# WHAT THE EXERCISE ASKS
Go through the entries below. Copy each line in which "gray" appears.

━━ DATA PROVIDED ━━

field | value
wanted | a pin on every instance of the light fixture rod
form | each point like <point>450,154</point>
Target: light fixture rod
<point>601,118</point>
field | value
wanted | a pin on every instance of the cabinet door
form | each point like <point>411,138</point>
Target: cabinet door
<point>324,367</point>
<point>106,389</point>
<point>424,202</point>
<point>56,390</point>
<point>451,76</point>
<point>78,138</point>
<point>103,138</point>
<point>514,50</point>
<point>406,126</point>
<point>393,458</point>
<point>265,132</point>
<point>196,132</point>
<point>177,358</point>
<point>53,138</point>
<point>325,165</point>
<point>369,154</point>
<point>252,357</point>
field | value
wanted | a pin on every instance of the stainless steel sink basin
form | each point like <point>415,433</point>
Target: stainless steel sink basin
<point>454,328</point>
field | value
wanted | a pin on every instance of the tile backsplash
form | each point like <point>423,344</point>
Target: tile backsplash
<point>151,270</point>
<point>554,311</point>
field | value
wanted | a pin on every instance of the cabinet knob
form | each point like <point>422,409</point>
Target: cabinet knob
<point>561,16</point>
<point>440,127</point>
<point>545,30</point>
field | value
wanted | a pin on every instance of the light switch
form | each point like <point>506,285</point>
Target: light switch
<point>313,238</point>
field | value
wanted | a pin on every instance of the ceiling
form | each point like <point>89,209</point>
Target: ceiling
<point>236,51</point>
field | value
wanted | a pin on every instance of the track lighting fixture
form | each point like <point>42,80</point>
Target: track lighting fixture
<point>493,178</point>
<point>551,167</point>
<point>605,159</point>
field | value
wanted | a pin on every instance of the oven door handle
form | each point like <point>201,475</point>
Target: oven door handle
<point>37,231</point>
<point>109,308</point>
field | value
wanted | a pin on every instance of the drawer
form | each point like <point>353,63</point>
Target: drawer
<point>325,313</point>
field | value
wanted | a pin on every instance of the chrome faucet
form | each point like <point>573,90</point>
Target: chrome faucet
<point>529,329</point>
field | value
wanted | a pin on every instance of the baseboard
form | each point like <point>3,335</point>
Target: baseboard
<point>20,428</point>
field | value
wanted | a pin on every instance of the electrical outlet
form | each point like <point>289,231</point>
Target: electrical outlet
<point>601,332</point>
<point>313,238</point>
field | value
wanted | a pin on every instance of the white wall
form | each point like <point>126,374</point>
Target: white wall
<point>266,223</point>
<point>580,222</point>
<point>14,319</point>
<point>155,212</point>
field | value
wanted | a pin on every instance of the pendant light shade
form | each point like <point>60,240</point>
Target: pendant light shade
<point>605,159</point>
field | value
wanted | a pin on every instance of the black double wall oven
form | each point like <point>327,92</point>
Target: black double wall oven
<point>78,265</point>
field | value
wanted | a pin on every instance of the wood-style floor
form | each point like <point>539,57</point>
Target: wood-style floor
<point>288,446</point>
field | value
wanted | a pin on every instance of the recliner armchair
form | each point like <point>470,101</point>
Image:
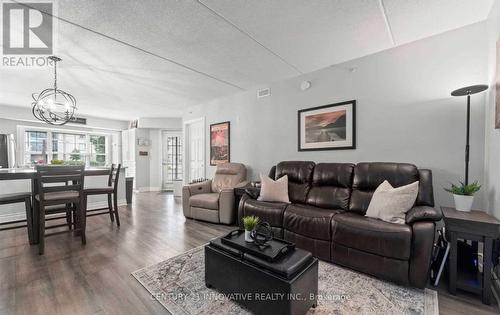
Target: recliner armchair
<point>213,200</point>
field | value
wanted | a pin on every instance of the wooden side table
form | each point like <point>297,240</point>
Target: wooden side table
<point>475,226</point>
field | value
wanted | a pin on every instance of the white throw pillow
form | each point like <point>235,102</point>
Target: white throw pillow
<point>274,190</point>
<point>391,204</point>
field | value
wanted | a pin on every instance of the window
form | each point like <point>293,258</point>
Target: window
<point>35,147</point>
<point>65,147</point>
<point>97,150</point>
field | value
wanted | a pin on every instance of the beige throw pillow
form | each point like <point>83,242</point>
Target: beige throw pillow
<point>274,190</point>
<point>391,204</point>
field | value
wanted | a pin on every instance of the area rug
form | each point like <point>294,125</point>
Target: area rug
<point>179,285</point>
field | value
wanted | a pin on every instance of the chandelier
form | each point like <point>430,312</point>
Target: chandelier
<point>54,106</point>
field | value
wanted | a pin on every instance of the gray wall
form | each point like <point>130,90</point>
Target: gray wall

━━━

# OUTPUT OF THE EXERCISE
wanted | a pin on every instance of the gray wall
Target: gray wall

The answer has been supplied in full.